(Beginning of PAGE EXTRACT)

Then there is memory, or there isn’t. Ned encounters the silence and forgetting (terrible for being so banal) that falls onto the heroes of the early Tour, especially onto Theo Beeckman where hints arise that the forgetting and erasure might have been deliberate, that people didn’t want to remember. The Cafe Gloux stood for decades on a prominent corner in L’Orient, a familiar daily sight to thousands, but survives now only in the barest archival traces, all human memory gone. There’s Bouet’s cafe and wine shop, cries Michel Chatal, watching the film for the first time, which burned to the ground in 1944..
The survival of human memory and the deliberate erasure of human memory are themes that run through the book, because this is also a Covid memoir relating Ned’s own experiences and emotional journey through the pandemic. That these sections of the book read so uncomfortably is interesting. I found I resented them. As the pandemic got underway in early 2020, writers and artists, conscious that they were about to live through history, set out to record it, with libraries and galleries worldwide creating repositories to capture what they could of what was to come. At the same time, historians looked back to the catastrophic 1918 influenza outbreak that poured so much additional horror and misery onto a world that had already gorged itself on those things in the Great War and found to their surprise that it had left practically no literature of its own. We don’t know why, but at any rate, in March 2025 when the fifth anniversary of the start of the Covid outbreak came around, attempts to revisit the whole affair were met with a mix of refusal, deflection and bad temper.

(End of PAGE EXTRACT)

PROBLEM DETAILS:
Reproduce word for word the stretch of the passage on memory from "Then there is" through "ground in 1944..". The data that follows has no connection to the passage on memory.

(Beginning of COLLECTED MATERIAL)

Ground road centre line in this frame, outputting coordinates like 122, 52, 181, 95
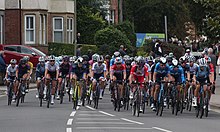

(End of COLLECTED MATERIAL)

RESPONSE BELOW:
Then there is memory, or there isn’t. Ned encounters the silence and forgetting (terrible for being so banal) that falls onto the heroes of the early Tour, especially onto Theo Beeckman where hints arise that the forgetting and erasure might have been deliberate, that people didn’t want to remember. The Cafe Gloux stood for decades on a prominent corner in L’Orient, a familiar daily sight to thousands, but survives now only in the barest archival traces, all human memory gone. There’s Bouet’s cafe and wine shop, cries Michel Chatal, watching the film for the first time, which burned to the ground in 1944..